→ **SUPPLIED DATA**

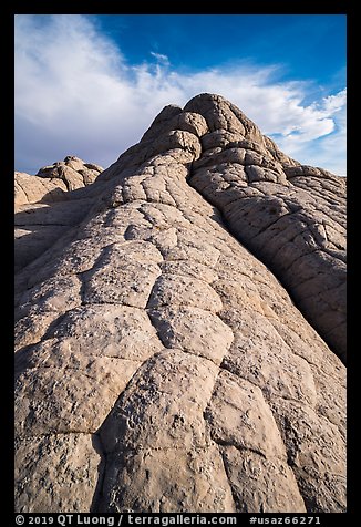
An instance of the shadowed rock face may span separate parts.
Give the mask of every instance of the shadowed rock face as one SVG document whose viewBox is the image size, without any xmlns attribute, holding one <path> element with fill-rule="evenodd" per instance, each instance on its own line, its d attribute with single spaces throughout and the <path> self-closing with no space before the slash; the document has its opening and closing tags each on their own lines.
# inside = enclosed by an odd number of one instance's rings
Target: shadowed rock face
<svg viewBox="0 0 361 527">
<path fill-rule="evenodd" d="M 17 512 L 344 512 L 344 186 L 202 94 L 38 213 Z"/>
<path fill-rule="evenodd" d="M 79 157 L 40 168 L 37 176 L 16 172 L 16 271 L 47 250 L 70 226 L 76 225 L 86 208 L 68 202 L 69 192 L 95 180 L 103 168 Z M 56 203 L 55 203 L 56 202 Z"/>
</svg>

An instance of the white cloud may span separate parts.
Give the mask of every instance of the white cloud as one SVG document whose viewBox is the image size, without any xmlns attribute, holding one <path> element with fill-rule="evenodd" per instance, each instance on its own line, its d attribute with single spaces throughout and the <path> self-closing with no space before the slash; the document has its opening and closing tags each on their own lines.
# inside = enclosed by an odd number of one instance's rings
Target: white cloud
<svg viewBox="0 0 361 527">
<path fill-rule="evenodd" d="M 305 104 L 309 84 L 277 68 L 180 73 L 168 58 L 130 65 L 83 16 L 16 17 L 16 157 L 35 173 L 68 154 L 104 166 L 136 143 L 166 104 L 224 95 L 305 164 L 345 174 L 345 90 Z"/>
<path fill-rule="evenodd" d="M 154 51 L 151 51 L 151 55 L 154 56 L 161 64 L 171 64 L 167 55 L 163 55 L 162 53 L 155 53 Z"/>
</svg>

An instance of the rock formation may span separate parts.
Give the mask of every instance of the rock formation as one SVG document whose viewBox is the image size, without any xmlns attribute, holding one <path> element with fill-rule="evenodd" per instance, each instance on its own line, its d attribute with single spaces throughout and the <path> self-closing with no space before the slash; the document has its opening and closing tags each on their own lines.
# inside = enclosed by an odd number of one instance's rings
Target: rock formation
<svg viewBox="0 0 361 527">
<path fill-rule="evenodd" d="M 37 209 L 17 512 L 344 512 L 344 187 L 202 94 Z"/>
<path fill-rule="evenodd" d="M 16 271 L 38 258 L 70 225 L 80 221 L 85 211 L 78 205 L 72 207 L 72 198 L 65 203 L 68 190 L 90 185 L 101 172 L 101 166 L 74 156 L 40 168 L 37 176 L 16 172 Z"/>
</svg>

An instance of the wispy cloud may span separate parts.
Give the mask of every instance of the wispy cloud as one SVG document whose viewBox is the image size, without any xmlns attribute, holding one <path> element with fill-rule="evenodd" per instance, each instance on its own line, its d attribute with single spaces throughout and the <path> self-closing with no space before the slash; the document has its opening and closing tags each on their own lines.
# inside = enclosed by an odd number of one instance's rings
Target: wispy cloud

→ **INSTRUCTIONS TO FOLLOW**
Can you extract every line of the listing above, word for word, while leaving the pictures out?

→ **WRITTEN RESPONSE**
An instance of the shadowed rock face may span separate parts.
Give the mask of every instance of the shadowed rock face as one SVG document whose viewBox is the image size, without any xmlns attribute, holding one <path> element with fill-rule="evenodd" per instance, each instance on its own line, its d attribute with single spaces throughout and the <path> self-closing with no space before the slash; the document has its opening and closing tags each on their own lines.
# inside = enclosed by an odd number of one instance's rings
Target: shadowed rock face
<svg viewBox="0 0 361 527">
<path fill-rule="evenodd" d="M 17 512 L 344 512 L 344 186 L 202 94 L 38 213 Z"/>
<path fill-rule="evenodd" d="M 79 157 L 40 168 L 37 176 L 16 172 L 16 271 L 47 250 L 70 226 L 76 225 L 86 208 L 68 202 L 69 192 L 95 180 L 103 168 Z M 56 203 L 55 203 L 56 202 Z"/>
</svg>

An instance of the white cloud may span separate parts.
Give the mask of every instance of the white cloud as one SVG document whose viewBox is the image size, without any xmlns attribute, holding one <path> element with fill-rule="evenodd" per instance, each instance on its own line, its d attribute with single spaces throughout and the <path> self-closing with no space before the slash; the document has its opening and closing tags each on their own lines.
# inside = enclosed by an odd number of one instance's rings
Target: white cloud
<svg viewBox="0 0 361 527">
<path fill-rule="evenodd" d="M 305 104 L 309 84 L 277 68 L 180 73 L 168 58 L 130 65 L 83 16 L 16 17 L 16 157 L 35 173 L 68 154 L 104 166 L 136 143 L 166 104 L 224 95 L 305 164 L 345 174 L 345 90 Z"/>
<path fill-rule="evenodd" d="M 154 51 L 151 51 L 151 55 L 154 56 L 161 64 L 171 64 L 167 55 L 163 55 L 162 53 L 155 53 Z"/>
</svg>

An instance of the rock formation may span separate parts.
Give the mask of every instance of the rock formation as one SVG document whose viewBox is the image size, without any xmlns attribute, holding one <path> element with fill-rule="evenodd" per instance, each instance on its own line, its d attribute with single spaces throughout and the <path> self-closing with no space before the slash; the document has its opening and closing tags each on their own lines.
# inside = enclosed by an odd number of one instance's rings
Target: rock formation
<svg viewBox="0 0 361 527">
<path fill-rule="evenodd" d="M 37 209 L 17 512 L 344 512 L 344 187 L 202 94 Z"/>
<path fill-rule="evenodd" d="M 16 271 L 38 258 L 70 225 L 80 221 L 85 211 L 78 205 L 72 207 L 72 198 L 65 203 L 68 190 L 90 185 L 101 172 L 101 166 L 74 156 L 40 168 L 37 176 L 16 172 Z"/>
</svg>

An instance of the wispy cloud may span separate parts.
Give the mask of every instance of the wispy cloud as one SVG document whose viewBox is the image size, without any xmlns attribute, holding one <path> element with fill-rule="evenodd" per instance, each instance on its own line, its d attribute with single spaces throughout and the <path> self-closing with no space before the slash; the document has its opening and closing tags each on their own lines.
# inside = enclosed by an odd number of one instance's rings
Target: wispy cloud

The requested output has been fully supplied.